━━━━━ DATA EXTRACT ━━━━━
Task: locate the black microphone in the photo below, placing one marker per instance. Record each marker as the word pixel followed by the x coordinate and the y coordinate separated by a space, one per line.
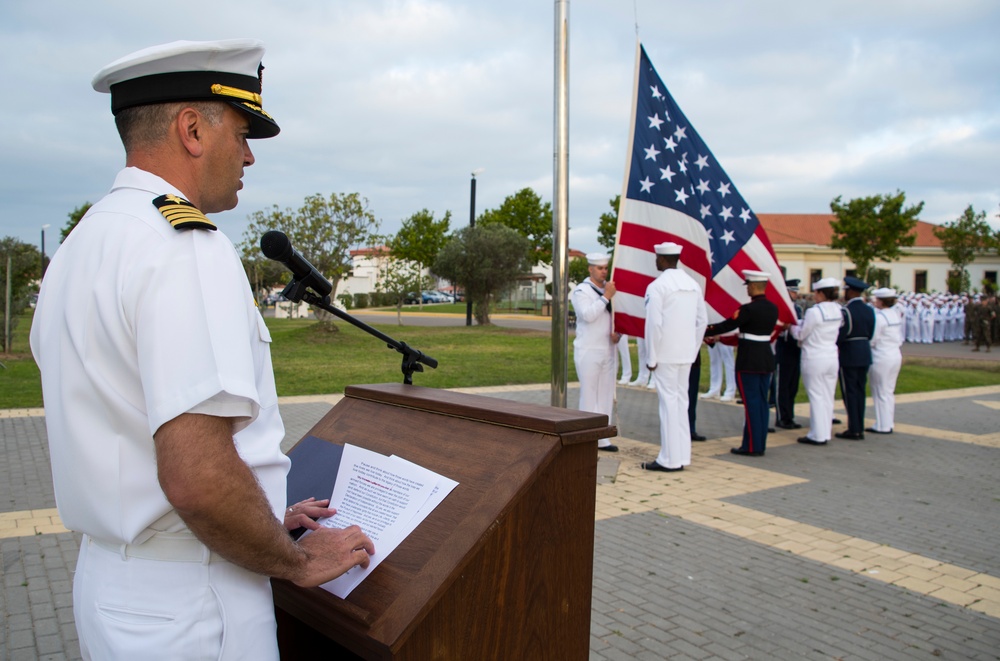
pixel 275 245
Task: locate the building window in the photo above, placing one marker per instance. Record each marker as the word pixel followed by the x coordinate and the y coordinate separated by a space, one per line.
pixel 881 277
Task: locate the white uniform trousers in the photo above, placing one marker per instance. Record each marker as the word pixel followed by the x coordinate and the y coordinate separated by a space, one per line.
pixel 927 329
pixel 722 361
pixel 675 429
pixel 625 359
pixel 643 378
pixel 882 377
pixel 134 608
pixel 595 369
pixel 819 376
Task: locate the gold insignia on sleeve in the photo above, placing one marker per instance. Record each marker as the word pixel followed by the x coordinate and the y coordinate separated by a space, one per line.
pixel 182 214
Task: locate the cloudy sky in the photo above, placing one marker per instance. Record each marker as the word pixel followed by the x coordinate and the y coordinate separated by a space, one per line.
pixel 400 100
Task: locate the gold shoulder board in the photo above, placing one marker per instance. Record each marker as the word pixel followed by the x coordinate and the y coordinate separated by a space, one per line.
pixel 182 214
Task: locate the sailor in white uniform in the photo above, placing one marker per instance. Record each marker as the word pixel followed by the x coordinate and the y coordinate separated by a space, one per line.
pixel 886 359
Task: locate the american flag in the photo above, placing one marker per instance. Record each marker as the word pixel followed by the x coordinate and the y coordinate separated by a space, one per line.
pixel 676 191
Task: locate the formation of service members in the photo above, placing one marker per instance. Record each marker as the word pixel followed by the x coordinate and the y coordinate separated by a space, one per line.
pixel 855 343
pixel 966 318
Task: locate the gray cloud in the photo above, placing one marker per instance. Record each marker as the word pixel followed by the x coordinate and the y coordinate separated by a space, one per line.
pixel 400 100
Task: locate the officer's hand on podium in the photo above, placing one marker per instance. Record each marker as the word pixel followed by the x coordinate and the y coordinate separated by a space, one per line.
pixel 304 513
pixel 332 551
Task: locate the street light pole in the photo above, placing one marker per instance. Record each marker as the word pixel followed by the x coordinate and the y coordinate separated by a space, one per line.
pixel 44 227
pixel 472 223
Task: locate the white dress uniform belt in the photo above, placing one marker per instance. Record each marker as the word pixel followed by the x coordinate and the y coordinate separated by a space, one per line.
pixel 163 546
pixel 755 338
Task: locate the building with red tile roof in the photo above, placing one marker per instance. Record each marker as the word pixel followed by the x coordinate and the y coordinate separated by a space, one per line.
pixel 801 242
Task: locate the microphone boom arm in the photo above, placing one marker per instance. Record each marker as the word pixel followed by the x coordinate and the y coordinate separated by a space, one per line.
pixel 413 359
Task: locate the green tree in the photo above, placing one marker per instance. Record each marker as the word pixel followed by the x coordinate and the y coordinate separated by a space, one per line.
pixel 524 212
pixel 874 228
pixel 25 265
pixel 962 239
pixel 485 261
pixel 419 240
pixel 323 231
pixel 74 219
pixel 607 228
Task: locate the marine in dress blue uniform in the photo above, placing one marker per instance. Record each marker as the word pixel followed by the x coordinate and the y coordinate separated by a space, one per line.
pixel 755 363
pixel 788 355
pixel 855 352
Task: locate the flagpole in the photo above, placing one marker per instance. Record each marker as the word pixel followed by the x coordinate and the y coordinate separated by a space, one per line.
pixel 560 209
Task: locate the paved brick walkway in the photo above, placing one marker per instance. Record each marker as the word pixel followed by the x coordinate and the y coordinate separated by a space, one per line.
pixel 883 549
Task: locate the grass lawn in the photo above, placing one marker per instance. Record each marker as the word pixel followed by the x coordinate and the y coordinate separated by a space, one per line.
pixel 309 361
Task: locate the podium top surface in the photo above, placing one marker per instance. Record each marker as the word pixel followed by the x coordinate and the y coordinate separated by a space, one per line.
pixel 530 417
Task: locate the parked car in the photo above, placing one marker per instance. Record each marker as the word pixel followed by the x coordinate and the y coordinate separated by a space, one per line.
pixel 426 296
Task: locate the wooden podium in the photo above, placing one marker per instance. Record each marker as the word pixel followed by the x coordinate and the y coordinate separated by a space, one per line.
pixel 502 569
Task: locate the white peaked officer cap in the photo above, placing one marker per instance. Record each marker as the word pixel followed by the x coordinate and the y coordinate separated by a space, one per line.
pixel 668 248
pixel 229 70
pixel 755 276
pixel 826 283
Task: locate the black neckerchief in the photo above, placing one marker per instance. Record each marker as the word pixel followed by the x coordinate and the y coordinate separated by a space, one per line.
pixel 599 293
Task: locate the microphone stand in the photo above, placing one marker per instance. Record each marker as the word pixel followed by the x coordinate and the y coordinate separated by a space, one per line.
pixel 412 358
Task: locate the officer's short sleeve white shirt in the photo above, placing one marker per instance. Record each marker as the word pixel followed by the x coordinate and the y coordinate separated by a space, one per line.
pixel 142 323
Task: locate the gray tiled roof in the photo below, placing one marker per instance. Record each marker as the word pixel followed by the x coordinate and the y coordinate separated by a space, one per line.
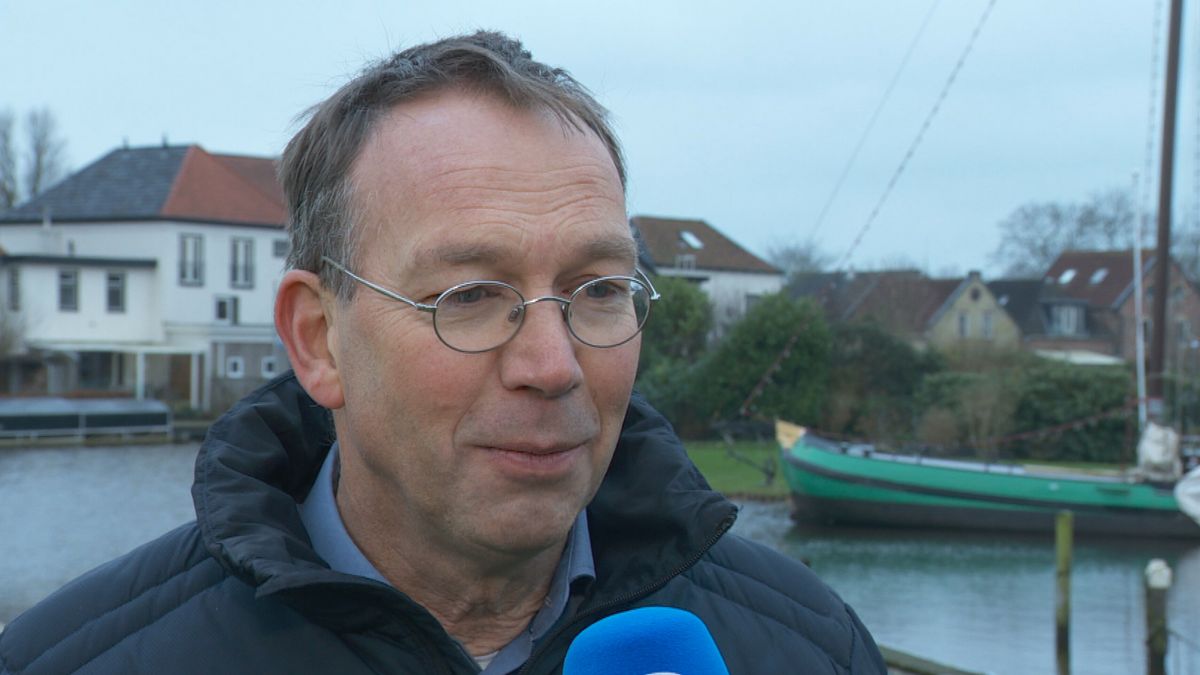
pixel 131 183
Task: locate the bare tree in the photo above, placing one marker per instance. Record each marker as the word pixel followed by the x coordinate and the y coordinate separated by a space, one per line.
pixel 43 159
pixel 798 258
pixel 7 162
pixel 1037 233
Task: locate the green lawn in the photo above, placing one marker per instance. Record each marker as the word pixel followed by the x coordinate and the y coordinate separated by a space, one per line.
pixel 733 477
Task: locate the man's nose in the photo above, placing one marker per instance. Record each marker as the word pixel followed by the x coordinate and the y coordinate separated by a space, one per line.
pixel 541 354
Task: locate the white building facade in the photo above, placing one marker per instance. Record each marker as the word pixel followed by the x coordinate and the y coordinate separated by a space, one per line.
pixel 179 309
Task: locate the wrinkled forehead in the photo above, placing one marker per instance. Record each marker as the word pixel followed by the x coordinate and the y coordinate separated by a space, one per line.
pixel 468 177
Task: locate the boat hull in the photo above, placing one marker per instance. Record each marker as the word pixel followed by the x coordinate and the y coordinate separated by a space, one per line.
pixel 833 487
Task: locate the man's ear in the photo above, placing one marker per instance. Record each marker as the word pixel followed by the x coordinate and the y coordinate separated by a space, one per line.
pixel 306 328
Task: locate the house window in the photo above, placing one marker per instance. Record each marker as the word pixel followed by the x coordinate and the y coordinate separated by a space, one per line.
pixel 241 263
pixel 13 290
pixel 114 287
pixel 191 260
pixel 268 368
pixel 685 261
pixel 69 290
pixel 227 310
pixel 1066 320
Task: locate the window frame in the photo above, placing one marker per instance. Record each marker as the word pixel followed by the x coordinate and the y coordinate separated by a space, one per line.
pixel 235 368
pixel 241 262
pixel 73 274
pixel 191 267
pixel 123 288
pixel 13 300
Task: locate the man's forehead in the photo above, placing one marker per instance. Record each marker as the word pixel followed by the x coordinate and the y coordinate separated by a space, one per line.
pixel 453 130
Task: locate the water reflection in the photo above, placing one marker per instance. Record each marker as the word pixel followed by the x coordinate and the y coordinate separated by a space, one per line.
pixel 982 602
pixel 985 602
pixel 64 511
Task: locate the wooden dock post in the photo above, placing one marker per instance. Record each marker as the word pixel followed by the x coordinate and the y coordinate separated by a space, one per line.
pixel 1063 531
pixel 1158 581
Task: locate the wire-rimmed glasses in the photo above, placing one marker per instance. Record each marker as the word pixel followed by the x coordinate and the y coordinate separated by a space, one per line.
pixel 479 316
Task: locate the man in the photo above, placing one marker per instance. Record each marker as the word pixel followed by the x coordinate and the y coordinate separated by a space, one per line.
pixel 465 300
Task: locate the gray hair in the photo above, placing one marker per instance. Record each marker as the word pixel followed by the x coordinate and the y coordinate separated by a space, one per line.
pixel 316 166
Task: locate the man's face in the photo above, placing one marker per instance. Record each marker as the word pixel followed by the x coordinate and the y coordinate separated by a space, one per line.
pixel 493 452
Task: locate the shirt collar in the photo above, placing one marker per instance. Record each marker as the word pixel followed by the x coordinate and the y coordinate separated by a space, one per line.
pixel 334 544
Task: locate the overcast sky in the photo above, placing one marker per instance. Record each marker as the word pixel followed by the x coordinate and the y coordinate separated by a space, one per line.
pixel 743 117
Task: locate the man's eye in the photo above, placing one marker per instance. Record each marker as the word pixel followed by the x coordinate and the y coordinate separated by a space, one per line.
━━━━━
━━━━━ DATA EXTRACT ━━━━━
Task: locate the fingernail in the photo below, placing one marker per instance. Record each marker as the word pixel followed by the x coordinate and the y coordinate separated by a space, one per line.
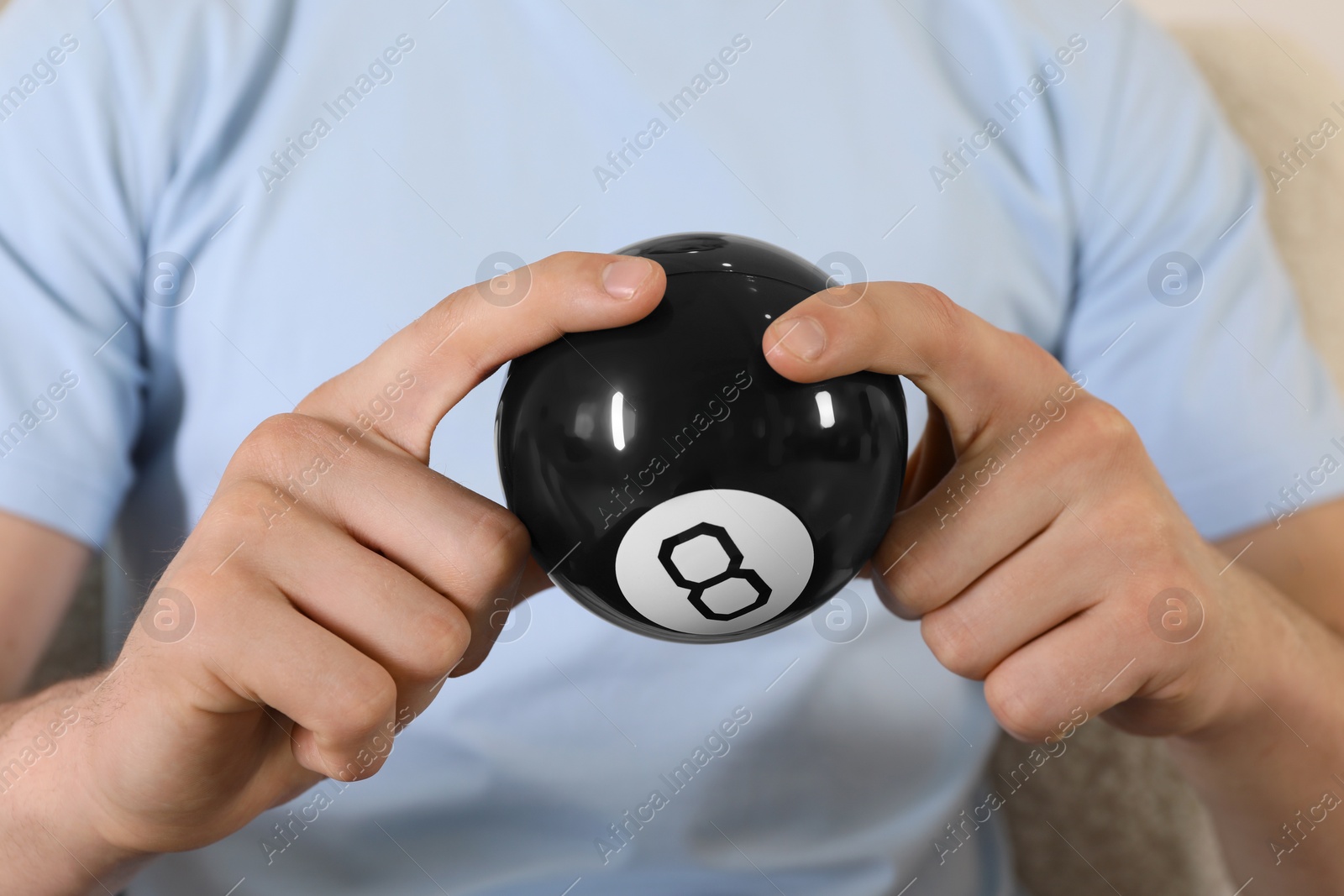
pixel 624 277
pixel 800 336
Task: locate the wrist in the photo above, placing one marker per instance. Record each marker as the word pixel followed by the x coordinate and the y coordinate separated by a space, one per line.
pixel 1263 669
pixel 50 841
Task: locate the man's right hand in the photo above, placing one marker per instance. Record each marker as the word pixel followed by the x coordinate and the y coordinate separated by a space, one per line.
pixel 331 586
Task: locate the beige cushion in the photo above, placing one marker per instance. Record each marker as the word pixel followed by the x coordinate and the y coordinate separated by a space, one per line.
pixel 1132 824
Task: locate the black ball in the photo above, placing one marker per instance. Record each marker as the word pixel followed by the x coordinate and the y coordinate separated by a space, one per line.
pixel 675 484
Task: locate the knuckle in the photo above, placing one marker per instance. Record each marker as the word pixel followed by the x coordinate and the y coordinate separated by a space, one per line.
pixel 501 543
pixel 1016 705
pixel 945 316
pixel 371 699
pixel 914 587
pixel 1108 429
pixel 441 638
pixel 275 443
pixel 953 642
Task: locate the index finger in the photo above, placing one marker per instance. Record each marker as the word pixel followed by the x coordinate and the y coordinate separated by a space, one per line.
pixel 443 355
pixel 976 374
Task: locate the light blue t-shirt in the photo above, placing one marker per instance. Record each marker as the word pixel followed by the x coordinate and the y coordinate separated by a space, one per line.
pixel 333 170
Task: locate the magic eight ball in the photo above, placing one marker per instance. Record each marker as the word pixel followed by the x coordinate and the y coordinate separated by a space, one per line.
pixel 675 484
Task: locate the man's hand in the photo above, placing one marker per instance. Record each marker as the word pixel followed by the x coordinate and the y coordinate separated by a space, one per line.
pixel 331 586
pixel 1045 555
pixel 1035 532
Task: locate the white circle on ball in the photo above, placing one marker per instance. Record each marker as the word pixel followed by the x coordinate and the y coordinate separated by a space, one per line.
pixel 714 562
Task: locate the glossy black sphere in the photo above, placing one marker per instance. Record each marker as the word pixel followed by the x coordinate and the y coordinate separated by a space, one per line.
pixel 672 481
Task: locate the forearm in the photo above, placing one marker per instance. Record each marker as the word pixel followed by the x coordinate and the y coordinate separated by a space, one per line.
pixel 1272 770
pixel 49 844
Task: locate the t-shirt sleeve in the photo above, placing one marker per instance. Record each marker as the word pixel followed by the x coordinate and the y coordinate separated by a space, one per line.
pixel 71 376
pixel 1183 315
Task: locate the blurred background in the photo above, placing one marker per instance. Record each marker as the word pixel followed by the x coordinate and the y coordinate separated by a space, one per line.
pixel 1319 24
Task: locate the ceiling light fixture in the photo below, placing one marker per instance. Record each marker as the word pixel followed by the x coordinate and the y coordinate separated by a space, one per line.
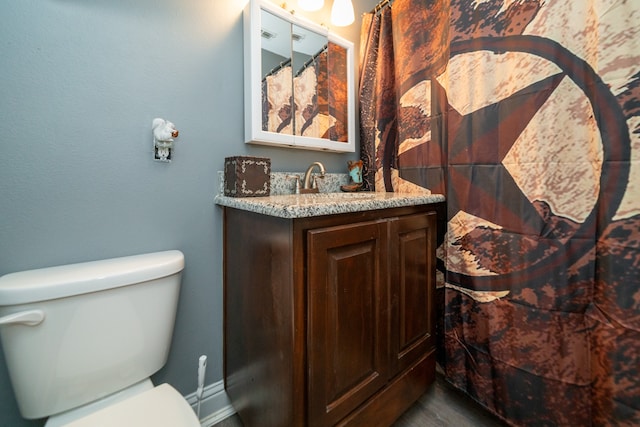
━━━━━
━━━━━ DATA EXTRACT ━━━━━
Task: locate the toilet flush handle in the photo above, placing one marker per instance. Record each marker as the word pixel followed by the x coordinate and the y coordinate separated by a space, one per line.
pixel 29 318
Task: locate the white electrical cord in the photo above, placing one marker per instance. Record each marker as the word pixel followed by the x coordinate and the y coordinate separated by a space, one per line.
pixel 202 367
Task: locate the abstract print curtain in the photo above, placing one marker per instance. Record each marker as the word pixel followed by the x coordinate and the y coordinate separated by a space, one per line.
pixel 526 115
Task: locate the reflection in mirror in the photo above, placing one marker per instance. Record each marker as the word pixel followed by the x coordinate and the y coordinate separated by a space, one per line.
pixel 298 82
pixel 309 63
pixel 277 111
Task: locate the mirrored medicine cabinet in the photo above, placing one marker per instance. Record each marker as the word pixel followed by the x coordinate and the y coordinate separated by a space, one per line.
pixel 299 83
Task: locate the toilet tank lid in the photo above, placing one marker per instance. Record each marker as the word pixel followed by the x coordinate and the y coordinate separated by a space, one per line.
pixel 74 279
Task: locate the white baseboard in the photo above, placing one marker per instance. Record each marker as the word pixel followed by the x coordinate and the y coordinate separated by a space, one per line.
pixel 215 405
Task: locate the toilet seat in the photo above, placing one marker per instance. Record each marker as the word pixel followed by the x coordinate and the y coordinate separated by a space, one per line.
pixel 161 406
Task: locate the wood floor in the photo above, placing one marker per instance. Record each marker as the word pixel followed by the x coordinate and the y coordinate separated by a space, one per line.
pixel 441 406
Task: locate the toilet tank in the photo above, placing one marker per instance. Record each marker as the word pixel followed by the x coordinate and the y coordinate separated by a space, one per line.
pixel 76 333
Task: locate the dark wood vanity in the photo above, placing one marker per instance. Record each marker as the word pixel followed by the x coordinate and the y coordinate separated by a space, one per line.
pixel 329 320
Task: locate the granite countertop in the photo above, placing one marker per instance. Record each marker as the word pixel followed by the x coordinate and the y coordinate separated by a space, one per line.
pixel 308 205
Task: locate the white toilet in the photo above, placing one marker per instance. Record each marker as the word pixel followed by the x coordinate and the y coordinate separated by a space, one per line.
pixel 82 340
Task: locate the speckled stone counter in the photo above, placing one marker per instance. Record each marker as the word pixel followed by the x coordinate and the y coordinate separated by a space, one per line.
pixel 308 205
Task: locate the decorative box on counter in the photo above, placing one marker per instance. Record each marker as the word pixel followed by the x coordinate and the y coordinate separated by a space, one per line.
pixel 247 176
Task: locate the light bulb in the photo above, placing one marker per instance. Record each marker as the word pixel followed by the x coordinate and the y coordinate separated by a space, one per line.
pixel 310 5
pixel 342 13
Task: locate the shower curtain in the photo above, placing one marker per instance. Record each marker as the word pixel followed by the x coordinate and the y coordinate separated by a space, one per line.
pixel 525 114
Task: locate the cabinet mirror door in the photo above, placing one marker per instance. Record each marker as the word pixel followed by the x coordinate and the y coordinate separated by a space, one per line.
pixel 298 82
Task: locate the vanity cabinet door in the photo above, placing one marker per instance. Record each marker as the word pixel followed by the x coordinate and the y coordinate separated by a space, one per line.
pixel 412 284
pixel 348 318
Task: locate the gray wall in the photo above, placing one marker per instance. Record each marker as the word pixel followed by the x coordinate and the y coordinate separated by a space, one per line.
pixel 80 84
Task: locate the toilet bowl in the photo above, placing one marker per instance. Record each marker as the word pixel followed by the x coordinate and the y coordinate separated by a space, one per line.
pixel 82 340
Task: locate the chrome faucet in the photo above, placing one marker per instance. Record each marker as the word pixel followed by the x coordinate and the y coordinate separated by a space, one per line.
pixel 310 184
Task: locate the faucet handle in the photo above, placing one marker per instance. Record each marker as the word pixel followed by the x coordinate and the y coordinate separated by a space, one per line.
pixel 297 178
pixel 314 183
━━━━━
Beginning at the line with "Task: locate the shirt" and stopping after the line with "Task: locate the man's eye", please write out every line of the data above exactly and nothing else.

Task: locate the shirt collar in the photo above, placing one marker per instance. Record each marker as the word pixel followed by the x coordinate and the y coordinate separated by a space, one per line.
pixel 334 544
Task: locate the overcast sky in the photo above, placing one marker per instance. Record each marker as the word pixel followed by the x coordinate and the y coordinate separated by a space, one per line.
pixel 743 117
Task: locate the man's eye in the photo above, placing one marker per instance. Record each marker as the word pixel followed by the x coordinate and the y coordinate separated by a space, one per line.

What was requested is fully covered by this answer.